**Problem:**
Find the line containing "Look at the photo above. For every instance of the water". Retype it and every line after it through the end of the entries, exactly as written, with nothing added.

**Pointing dataset records:**
=-=-=-=-=

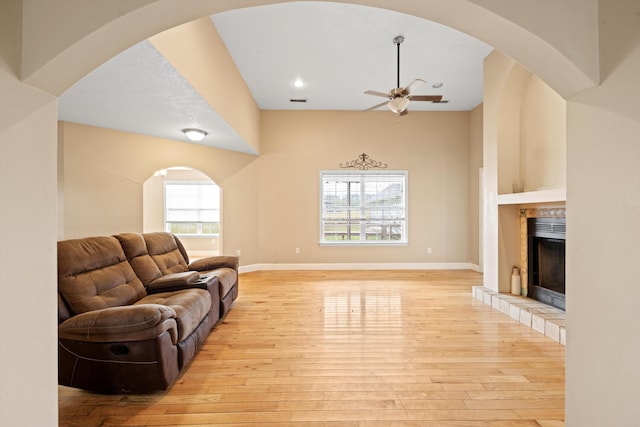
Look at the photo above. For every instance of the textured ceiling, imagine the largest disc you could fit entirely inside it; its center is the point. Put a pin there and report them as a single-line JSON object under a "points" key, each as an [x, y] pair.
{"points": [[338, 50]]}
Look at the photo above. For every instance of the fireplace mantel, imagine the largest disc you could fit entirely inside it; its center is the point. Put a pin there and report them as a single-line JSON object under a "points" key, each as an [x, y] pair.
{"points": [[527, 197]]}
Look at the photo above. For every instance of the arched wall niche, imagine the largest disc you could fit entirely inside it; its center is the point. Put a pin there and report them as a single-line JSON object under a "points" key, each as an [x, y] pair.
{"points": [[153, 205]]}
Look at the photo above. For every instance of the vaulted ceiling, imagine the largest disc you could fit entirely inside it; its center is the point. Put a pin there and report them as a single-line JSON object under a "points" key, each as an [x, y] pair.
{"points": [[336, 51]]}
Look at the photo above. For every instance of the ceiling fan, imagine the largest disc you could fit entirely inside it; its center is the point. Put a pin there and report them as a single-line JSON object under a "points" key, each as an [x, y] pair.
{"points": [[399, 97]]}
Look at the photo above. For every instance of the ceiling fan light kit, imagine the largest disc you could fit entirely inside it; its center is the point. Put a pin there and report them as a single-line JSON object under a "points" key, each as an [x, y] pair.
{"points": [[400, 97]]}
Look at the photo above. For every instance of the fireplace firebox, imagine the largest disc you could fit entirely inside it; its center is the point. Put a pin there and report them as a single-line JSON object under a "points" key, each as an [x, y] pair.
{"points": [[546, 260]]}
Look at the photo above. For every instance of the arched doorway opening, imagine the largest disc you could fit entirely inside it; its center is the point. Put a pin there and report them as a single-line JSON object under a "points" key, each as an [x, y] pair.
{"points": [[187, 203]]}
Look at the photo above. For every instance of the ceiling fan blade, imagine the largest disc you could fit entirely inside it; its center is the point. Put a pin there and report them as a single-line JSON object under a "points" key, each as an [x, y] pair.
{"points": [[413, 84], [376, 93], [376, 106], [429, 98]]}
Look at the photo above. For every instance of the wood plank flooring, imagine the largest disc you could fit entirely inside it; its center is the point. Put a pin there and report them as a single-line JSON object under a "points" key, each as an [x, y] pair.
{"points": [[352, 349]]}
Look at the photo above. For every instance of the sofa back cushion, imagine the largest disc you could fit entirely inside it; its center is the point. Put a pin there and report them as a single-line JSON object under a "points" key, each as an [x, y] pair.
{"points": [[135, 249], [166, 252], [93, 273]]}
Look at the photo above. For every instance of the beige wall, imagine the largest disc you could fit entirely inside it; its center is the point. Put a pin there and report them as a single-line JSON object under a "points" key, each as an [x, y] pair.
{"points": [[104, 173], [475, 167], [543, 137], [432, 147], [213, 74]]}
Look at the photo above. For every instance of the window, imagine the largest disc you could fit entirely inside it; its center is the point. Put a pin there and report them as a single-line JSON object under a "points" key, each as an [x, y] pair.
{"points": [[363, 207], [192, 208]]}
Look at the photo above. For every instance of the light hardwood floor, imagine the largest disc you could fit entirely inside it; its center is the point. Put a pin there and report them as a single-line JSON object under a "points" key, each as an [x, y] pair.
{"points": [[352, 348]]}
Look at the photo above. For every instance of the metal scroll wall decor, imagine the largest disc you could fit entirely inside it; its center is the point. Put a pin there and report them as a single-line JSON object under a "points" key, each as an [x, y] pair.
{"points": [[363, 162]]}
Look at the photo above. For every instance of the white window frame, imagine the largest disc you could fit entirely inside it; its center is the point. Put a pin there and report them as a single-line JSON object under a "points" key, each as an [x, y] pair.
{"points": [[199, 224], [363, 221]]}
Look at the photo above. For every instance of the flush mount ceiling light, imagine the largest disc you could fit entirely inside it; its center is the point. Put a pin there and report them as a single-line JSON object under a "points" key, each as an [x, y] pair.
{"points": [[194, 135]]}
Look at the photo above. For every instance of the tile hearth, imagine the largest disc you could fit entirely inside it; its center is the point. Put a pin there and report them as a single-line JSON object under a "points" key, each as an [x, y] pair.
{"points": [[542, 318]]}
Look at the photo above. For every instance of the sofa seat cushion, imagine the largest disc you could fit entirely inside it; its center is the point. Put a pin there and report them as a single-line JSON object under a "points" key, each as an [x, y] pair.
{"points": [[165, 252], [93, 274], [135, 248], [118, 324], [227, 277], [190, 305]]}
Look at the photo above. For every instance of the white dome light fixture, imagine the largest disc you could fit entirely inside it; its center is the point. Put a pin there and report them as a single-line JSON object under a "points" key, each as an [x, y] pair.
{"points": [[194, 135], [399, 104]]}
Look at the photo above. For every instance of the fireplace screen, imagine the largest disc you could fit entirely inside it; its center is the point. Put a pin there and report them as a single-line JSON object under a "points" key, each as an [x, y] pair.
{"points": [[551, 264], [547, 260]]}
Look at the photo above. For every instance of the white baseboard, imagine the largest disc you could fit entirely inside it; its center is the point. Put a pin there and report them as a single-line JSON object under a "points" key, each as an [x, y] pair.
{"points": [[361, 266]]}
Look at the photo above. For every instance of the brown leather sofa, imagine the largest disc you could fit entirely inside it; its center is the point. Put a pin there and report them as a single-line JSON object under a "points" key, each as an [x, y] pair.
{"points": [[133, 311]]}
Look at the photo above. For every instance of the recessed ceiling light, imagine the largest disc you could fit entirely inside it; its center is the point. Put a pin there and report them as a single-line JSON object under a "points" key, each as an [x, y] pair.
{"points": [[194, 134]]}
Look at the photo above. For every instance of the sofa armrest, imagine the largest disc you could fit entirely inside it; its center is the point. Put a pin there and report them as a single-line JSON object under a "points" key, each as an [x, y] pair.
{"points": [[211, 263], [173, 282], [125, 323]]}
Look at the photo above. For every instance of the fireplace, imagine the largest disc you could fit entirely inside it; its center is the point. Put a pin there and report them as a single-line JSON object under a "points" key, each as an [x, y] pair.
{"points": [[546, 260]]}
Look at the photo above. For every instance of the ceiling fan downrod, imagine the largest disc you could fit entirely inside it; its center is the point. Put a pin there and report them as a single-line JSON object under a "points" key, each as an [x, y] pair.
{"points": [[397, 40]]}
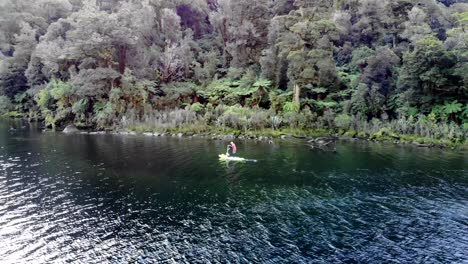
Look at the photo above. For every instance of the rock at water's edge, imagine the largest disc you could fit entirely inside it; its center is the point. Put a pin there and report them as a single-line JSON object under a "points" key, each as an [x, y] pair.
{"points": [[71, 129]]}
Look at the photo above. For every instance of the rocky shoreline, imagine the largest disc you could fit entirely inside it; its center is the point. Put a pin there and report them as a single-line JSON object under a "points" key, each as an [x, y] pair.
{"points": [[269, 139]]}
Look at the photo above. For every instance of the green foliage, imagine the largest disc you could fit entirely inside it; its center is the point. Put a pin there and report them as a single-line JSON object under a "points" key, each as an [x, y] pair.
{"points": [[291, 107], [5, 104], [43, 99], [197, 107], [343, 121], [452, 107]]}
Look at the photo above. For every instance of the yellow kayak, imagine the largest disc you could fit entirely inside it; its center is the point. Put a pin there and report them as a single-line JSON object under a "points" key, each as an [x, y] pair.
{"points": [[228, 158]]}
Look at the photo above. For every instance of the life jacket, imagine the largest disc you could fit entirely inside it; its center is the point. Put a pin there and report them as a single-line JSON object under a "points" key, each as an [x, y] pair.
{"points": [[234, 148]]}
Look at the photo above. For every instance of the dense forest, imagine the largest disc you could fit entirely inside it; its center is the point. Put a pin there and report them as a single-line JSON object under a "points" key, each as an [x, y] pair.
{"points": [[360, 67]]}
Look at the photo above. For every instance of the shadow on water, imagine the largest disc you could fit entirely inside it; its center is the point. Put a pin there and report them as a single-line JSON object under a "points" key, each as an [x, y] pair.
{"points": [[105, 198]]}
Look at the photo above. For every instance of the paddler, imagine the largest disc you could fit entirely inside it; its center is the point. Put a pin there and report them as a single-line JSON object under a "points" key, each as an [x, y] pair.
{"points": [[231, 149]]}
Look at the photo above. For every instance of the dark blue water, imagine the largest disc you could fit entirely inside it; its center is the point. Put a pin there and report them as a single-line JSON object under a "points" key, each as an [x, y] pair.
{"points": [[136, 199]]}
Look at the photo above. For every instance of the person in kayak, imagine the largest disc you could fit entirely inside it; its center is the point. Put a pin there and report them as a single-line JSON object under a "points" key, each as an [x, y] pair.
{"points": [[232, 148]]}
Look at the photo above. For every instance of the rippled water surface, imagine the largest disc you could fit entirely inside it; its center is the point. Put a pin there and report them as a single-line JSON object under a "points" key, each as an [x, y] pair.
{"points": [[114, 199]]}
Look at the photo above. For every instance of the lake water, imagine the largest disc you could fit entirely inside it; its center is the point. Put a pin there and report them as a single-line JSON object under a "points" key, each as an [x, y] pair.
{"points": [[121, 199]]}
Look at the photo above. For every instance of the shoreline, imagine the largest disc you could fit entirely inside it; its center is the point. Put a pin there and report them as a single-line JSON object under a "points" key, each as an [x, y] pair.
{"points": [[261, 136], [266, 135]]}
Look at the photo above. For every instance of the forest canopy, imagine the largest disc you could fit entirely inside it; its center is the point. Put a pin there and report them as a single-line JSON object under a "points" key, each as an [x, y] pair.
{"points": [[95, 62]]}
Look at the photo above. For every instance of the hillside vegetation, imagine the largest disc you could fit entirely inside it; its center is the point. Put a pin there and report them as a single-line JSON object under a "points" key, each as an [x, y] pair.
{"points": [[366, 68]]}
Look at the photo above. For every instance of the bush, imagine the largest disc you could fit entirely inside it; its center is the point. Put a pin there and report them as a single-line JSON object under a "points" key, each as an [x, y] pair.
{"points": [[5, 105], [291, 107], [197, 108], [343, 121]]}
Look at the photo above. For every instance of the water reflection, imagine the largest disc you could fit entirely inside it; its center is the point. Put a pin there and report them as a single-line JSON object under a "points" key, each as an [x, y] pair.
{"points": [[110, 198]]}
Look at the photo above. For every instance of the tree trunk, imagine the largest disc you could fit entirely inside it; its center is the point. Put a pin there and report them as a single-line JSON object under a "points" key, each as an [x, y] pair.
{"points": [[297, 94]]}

=-=-=-=-=

**Task output:**
Look at the photo above. For every instance of the water reflection, imagine the largest disc you could fit entirely inside it; its center is the point. Put a pin there and report them as a single-line JSON object under a "points" key, each as an [x, y] pair.
{"points": [[110, 198]]}
Look at the photo above. For every instance of the tree trunk, imagine the largest disc you could fit entirely inside it; its center is the point. Put a pin there and report them as a single-line JSON object under a "points" key, each as an [x, y] pair.
{"points": [[297, 94]]}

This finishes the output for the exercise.